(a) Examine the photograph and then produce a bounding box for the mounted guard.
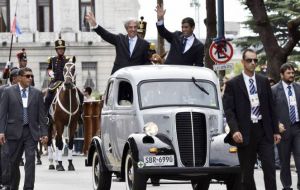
[45,38,83,123]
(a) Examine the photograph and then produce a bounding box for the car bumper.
[136,166,240,176]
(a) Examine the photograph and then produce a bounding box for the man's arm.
[223,81,239,134]
[37,91,48,136]
[85,12,118,45]
[0,89,8,144]
[265,79,280,134]
[195,42,204,67]
[155,4,172,43]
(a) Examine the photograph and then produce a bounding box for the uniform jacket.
[157,25,204,66]
[223,74,279,146]
[0,84,48,141]
[94,25,149,74]
[272,81,300,139]
[47,56,70,83]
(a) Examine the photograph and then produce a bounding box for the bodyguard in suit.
[0,67,47,190]
[223,49,281,190]
[272,63,300,190]
[156,5,204,67]
[0,67,19,189]
[85,13,149,74]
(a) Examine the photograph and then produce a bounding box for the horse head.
[64,61,75,89]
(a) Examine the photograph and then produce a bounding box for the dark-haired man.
[85,13,149,74]
[272,63,300,190]
[156,5,204,67]
[0,67,48,190]
[223,49,281,190]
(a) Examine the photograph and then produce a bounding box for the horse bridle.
[64,62,75,83]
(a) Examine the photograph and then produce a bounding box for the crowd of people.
[0,2,300,190]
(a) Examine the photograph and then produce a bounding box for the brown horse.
[48,62,80,171]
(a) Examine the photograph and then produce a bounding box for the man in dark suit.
[223,49,281,190]
[0,67,48,190]
[85,13,149,74]
[0,67,19,189]
[3,48,34,86]
[156,5,204,67]
[272,63,300,190]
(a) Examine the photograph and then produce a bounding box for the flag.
[0,8,6,32]
[10,15,22,37]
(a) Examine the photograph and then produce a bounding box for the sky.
[139,0,250,39]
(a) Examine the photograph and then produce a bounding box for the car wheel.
[125,151,147,190]
[192,177,210,190]
[92,151,111,190]
[225,174,242,190]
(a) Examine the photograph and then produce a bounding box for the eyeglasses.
[22,75,33,79]
[244,59,258,63]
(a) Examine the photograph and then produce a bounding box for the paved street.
[20,156,296,190]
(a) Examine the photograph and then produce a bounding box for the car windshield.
[139,80,219,109]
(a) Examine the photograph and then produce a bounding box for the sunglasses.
[22,75,33,79]
[244,59,258,63]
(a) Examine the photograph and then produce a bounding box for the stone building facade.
[0,0,140,93]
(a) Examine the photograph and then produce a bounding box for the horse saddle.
[48,81,63,92]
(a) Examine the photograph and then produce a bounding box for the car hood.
[142,107,220,138]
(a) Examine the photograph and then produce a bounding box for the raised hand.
[85,12,97,27]
[155,4,166,20]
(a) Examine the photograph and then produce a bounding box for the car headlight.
[208,115,219,136]
[144,122,158,136]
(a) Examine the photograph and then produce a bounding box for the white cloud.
[139,0,249,39]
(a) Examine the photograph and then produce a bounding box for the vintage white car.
[86,65,240,190]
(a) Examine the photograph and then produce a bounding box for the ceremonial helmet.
[137,16,147,37]
[54,37,66,49]
[17,48,27,61]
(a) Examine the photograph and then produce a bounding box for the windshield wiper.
[192,77,209,95]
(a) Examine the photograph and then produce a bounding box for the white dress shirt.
[156,20,195,53]
[19,84,29,108]
[282,81,299,122]
[128,36,137,56]
[242,71,262,120]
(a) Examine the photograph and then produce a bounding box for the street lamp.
[190,0,200,39]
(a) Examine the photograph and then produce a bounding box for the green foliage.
[235,0,300,55]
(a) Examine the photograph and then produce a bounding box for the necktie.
[22,88,29,125]
[129,38,133,56]
[249,79,260,117]
[181,38,187,53]
[287,86,296,124]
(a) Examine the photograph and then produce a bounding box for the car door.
[101,79,114,166]
[111,79,138,167]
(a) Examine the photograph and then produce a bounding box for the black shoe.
[49,164,55,170]
[19,160,24,166]
[0,185,10,190]
[77,115,83,125]
[36,159,42,165]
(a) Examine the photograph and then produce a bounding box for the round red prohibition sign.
[209,41,233,64]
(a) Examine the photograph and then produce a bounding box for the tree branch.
[246,0,281,56]
[283,17,300,55]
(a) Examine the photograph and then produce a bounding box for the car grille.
[176,112,207,167]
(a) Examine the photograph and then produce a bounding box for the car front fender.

* * * *

> **GIVEN TASK**
Copy the entries word for word, from the very first line through the line containing "[47,56,70,83]", including that line. Leave the pictures out of your copy.

> **PROBLEM SOLUTION**
(a) Examine the photograph and then produce a bounding box for the mounted guard.
[45,38,83,123]
(a) Examine the photograph and then produce a bounding box for the car bumper.
[136,166,240,176]
(a) Examine the photograph and then produce a bounding box for the man's arm.
[223,81,239,134]
[37,91,48,136]
[85,12,118,45]
[0,89,8,144]
[265,79,280,134]
[195,42,204,67]
[155,4,172,43]
(a) Examine the photograph and then produce a bounding box for the uniform jacket.
[157,25,204,66]
[223,74,279,146]
[0,84,48,141]
[94,25,149,74]
[272,81,300,139]
[47,56,70,83]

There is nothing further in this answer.